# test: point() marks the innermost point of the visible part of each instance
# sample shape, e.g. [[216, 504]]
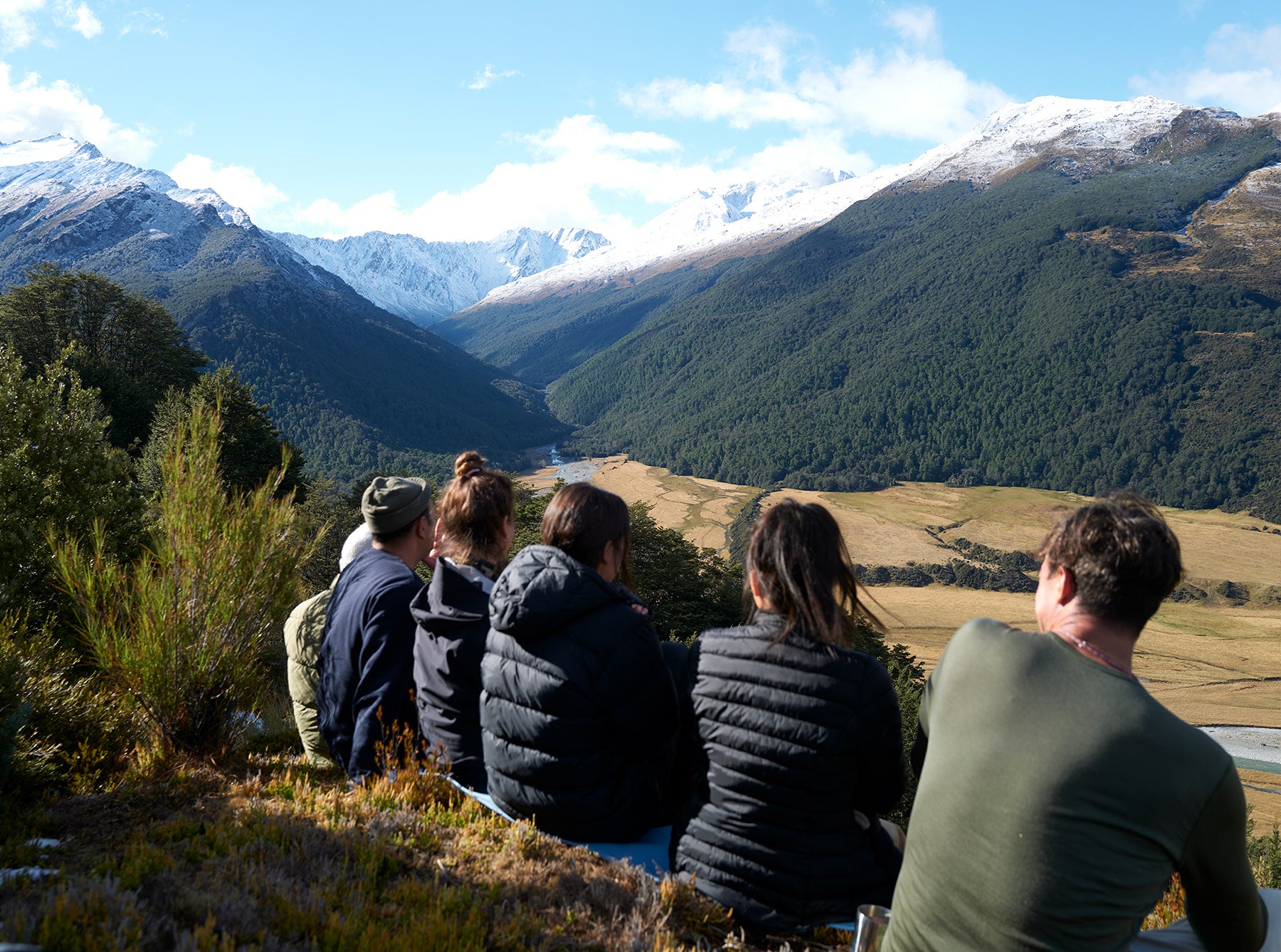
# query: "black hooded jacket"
[[801, 745], [453, 617], [579, 714]]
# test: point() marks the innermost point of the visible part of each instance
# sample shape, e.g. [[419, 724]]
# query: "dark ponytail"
[[473, 509], [803, 569]]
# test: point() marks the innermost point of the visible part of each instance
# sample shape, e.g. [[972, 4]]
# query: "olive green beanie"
[[394, 502]]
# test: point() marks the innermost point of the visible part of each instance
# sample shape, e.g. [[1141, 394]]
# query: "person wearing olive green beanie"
[[367, 656]]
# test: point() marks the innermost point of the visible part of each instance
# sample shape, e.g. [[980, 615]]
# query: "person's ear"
[[1068, 586]]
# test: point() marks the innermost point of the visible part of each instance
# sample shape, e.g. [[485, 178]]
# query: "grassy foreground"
[[269, 854]]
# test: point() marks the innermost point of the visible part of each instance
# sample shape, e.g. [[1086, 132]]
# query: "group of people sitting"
[[1056, 798]]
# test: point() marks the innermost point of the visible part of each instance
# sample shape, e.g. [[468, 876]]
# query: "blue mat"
[[648, 854]]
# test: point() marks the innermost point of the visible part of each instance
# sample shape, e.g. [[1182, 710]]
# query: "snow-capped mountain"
[[423, 281], [59, 166], [302, 337], [1082, 136]]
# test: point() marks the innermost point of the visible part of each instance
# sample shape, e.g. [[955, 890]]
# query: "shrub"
[[249, 443], [688, 588], [56, 469], [190, 630], [1265, 855], [60, 726], [128, 347]]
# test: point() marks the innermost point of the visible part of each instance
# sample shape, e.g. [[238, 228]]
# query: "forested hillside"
[[964, 334], [355, 387]]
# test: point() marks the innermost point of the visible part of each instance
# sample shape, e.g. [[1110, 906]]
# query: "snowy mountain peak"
[[424, 281], [64, 164], [1084, 136]]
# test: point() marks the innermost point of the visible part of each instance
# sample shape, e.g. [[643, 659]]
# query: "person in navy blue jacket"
[[473, 534], [367, 657]]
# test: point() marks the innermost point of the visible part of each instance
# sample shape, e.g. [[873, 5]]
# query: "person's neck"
[[406, 550], [1114, 640]]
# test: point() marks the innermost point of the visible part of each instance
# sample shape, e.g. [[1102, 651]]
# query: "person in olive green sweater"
[[1056, 796], [302, 635]]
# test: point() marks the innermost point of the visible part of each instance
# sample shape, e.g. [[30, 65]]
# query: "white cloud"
[[83, 21], [573, 163], [574, 167], [30, 109], [490, 77], [1240, 70], [17, 25], [236, 184], [145, 21], [903, 92]]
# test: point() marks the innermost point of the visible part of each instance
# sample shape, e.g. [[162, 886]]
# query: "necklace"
[[1102, 655]]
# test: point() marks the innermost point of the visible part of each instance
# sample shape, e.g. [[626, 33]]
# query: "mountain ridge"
[[352, 385]]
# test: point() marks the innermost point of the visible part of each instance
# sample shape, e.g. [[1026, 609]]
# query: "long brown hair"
[[473, 509], [581, 519], [803, 569]]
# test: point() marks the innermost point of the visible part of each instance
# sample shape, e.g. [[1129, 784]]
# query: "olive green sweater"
[[1056, 800]]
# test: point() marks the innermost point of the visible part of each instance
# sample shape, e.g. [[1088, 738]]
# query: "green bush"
[[128, 347], [192, 628], [249, 443], [688, 588], [56, 469], [60, 726]]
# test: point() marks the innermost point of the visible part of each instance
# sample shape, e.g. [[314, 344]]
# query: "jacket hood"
[[544, 590], [450, 601]]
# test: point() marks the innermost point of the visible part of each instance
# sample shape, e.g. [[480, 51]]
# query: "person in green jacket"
[[302, 633], [1056, 796]]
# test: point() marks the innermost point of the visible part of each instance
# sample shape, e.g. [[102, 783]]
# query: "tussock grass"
[[278, 856]]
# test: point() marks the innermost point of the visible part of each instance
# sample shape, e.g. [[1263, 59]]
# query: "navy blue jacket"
[[579, 715], [453, 617], [801, 747], [367, 660]]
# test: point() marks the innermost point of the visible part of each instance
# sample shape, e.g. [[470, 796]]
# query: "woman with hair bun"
[[798, 737], [579, 714], [473, 534]]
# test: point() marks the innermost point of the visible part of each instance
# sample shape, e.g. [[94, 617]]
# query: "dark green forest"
[[352, 386], [966, 336], [539, 341]]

**********

» **Work instructions**
Arrange all of the material above as a numbered list with one line per entry, leaving out blank lines and the picture.

» **Exercise solution**
1. # test: point() marks the innermost point of the visible part of each instance
2. # sample shape, e.g. [[216, 504]]
3. # query: "black hooded jacket"
4. [[801, 745], [453, 617], [579, 714]]
5. # test: point() marks the innermost point of the visible part of each instance
6. # sample shape, e.g. [[419, 724]]
7. # query: "dark ponytail"
8. [[473, 509], [803, 569]]
9. # test: point() marks the innermost point of the visible part of each instance
10. # sample shape, e.g. [[972, 4]]
11. # query: "olive green beanie"
12. [[394, 502]]
13. # test: point() marks the innermost point of the visible part of each instance
14. # sample shape, e.g. [[1141, 394]]
15. # query: "person wearing olive green beanie"
16. [[367, 656]]
17. # test: point() marks the innermost point of the visible part of each instance
18. # sample shape, e.g. [[980, 615]]
19. # query: "person's ear"
20. [[1068, 586]]
21. # test: point() marks the innermost point of the visible part of each instance
22. # sample shape, e.g. [[485, 178]]
23. # query: "grassy foreground"
24. [[269, 854]]
25. # test: point() marks the innermost point of the visible part of each instance
26. # sample shape, e.g. [[1086, 132]]
27. # query: "group of people sitting"
28. [[1056, 798]]
29. # test: point() marks the innermost point of the visible part of each instance
30. # sample shape, e.g. [[468, 876]]
31. # query: "blue mat"
32. [[648, 854]]
33. # test: point() marks the innermost point of the visible part of each instance
34. # sample shape, e.g. [[1182, 710]]
35. # query: "snow-capped mountain"
36. [[423, 281], [59, 166], [302, 337], [1082, 136]]
37. # test: point() marks the innermost point of the visible part of each instance
38. # sample shape, e.g. [[955, 890]]
39. # query: "shrub"
40. [[249, 443], [688, 588], [56, 469], [190, 630], [1265, 855], [60, 726], [128, 347]]
41. # test: point() marks the innermost point of the visible part of each instance
42. # sample shape, e.g. [[238, 228]]
43. # query: "forested hillside"
44. [[964, 334], [355, 387]]
45. # test: point() marks the innermost point of the visible part of each instance
46. # sample shape, e.g. [[1110, 906]]
47. # query: "snowy mountain peak"
48. [[424, 281], [64, 164], [1084, 136]]
49. # test: point() marks the innermost point of the visible part of each instance
50. # sample shape, e.g. [[643, 659]]
51. # query: "person in navy blue jacket"
52. [[473, 534], [367, 657]]
53. # test: point() marks the innermost point of the visible part of each instance
54. # sample shape, e.g. [[873, 5]]
55. # query: "person's neck"
56. [[406, 550], [1114, 640]]
57. # test: point() marks the innermost point of the visible part of each instance
58. # sample shape, e.g. [[1102, 651]]
59. # query: "person in olive green sweater"
60. [[1056, 796], [302, 635]]
61. # test: point() marks the innermost point of the visible part of each instance
62. # sample shape, e.g. [[30, 65]]
63. # query: "white cloud"
64. [[83, 21], [573, 163], [574, 167], [30, 109], [490, 77], [1240, 70], [17, 25], [236, 184], [145, 21], [903, 92]]
65. # test: point() marks the innermost point of the visible part of each instance
66. # sample shape, e.g. [[162, 886]]
67. # query: "necklace"
68. [[1102, 655]]
69. # test: point() marks the innermost point of the visible part of each instance
70. # sample shape, e.g. [[626, 33]]
71. # query: "mountain ridge"
72. [[352, 385]]
73. # test: point() marks the innermost point of the visible part of each instance
74. # sample shape, e.g. [[1026, 609]]
75. # query: "long brown hair"
76. [[473, 509], [581, 519], [803, 569]]
77. # test: point() marks the innermost point of the visible part of each instance
78. # sample shape, e.g. [[1129, 784]]
79. # query: "olive green sweater"
80. [[1056, 800]]
81. # test: point() marks the innermost point of the visible part of each instance
82. # sample shape, e.g. [[1088, 738]]
83. # query: "green bush"
84. [[128, 347], [192, 628], [249, 443], [688, 588], [56, 469], [60, 726]]
85. # test: point() marks the innermost point of the visible part of each instance
86. # sample shape, e.g. [[314, 344]]
87. # query: "jacket hood"
88. [[544, 590], [450, 601]]
89. # test: point() marks the innermost point of the visible part of each instance
90. # sample shape, e.g. [[480, 51]]
91. # query: "person in green jacket"
92. [[302, 633], [1056, 796]]
93. # test: point() marks the innermost point of the visible part of each instance
94. # sample shape, e.g. [[102, 783]]
95. # query: "tussock grass"
96. [[278, 856]]
97. # test: point() marks the innermost point of the visible part of each instance
98. # sample shape, e.g. [[1263, 59]]
99. # query: "navy blue jacket"
100. [[579, 715], [453, 617], [801, 747], [367, 660]]
101. # test: point() marks the innermost point of the visible part of each instance
102. # sample shape, e.g. [[470, 796]]
103. # query: "woman with hair bun"
104. [[798, 737], [579, 714], [473, 534]]
105. # test: point() marks the innermost point of the visible part of each instance
106. # sample shape, e.g. [[94, 617]]
107. # query: "dark green forest"
108. [[352, 386], [966, 336], [539, 341]]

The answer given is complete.